(INSTRUCTIONS TO FOLLOW)
Exactly reproduce each entry, leaving out nothing.

(STORED DATA)
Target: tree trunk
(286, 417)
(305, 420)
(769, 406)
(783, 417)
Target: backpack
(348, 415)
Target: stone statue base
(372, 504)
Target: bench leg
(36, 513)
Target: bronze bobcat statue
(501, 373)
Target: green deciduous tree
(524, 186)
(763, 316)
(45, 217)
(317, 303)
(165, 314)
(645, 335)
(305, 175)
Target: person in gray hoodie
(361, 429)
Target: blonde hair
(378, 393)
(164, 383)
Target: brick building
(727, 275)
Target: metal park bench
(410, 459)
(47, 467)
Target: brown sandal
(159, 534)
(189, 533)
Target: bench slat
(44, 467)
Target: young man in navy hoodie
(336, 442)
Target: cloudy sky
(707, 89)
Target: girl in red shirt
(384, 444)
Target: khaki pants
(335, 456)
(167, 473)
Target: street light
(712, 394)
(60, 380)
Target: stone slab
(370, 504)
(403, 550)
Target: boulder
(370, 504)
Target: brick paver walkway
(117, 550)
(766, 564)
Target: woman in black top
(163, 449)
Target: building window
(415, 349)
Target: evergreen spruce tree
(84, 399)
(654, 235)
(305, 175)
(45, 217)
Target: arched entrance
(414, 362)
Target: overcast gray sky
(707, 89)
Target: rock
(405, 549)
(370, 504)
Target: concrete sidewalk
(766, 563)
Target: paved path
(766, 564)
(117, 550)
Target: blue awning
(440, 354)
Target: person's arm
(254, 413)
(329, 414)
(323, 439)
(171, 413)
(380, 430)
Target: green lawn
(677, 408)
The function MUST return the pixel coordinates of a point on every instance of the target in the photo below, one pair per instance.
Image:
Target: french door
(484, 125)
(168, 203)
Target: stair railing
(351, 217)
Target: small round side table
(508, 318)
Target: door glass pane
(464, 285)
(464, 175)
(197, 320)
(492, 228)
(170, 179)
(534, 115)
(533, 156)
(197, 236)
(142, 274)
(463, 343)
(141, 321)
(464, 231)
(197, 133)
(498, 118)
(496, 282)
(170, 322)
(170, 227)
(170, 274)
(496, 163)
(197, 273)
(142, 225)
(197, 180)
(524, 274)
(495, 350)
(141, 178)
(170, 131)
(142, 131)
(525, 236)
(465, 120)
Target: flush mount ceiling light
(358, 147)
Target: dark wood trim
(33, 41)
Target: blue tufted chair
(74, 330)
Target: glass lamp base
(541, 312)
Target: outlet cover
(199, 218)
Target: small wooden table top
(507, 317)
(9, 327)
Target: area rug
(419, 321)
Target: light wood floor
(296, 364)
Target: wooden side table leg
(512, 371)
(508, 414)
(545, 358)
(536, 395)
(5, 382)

(THE REPLY)
Target: tree trunk
(286, 417)
(305, 420)
(769, 406)
(783, 417)
Target: backpack
(348, 415)
Target: stone statue base
(372, 504)
Target: bench leg
(36, 513)
Target: bronze bobcat statue
(501, 373)
Target: green deciduous tree
(524, 186)
(763, 316)
(45, 217)
(317, 303)
(165, 314)
(645, 335)
(305, 175)
Target: person in gray hoodie
(361, 429)
Target: blonde hair
(378, 393)
(164, 383)
Target: brick building
(727, 275)
Target: metal park bench
(410, 459)
(47, 467)
Target: brown sandal
(159, 534)
(189, 533)
Target: bench slat
(44, 467)
Target: young man in navy hoodie
(336, 442)
Target: cloudy sky
(707, 89)
Target: girl in red shirt
(384, 444)
Target: khaki pants
(335, 456)
(167, 473)
Target: street light
(712, 394)
(60, 380)
Target: stone slab
(370, 504)
(403, 550)
Target: boulder
(370, 504)
Target: brick paver walkway
(117, 550)
(766, 564)
Target: woman in black top
(163, 449)
Target: building window
(415, 349)
Target: evergreen spruce tree
(84, 399)
(654, 235)
(305, 175)
(45, 217)
Target: arched entrance
(414, 362)
Target: overcast gray sky
(707, 89)
Target: rock
(405, 549)
(370, 504)
Target: concrete sidewalk
(766, 563)
Target: paved path
(766, 564)
(117, 550)
Target: blue awning
(440, 354)
Target: person's arm
(254, 413)
(329, 414)
(323, 439)
(171, 413)
(380, 430)
Target: green lawn
(677, 408)
The function MUST return the pixel coordinates of a point on every instance of the target in the photo below, one pair per instance.
Image:
Target: french door
(484, 125)
(168, 203)
Target: stair railing
(351, 217)
Target: small round side table
(508, 318)
Target: door glass pane
(464, 285)
(464, 175)
(197, 320)
(492, 228)
(170, 179)
(534, 115)
(533, 156)
(197, 236)
(142, 274)
(463, 343)
(141, 321)
(464, 231)
(197, 133)
(498, 118)
(496, 282)
(170, 322)
(170, 227)
(170, 274)
(496, 163)
(197, 273)
(142, 225)
(197, 180)
(524, 274)
(495, 350)
(141, 178)
(170, 131)
(142, 131)
(525, 236)
(465, 120)
Target: flush mount ceiling light
(358, 147)
Target: dark wood trim
(33, 41)
Target: blue tufted chair
(74, 330)
Target: glass lamp base
(541, 312)
Target: outlet cover
(199, 218)
Target: small wooden table top
(507, 317)
(9, 327)
Target: area rug
(419, 321)
Target: light wood floor
(296, 364)
Target: wooden side table leg
(512, 371)
(508, 414)
(545, 358)
(536, 395)
(5, 382)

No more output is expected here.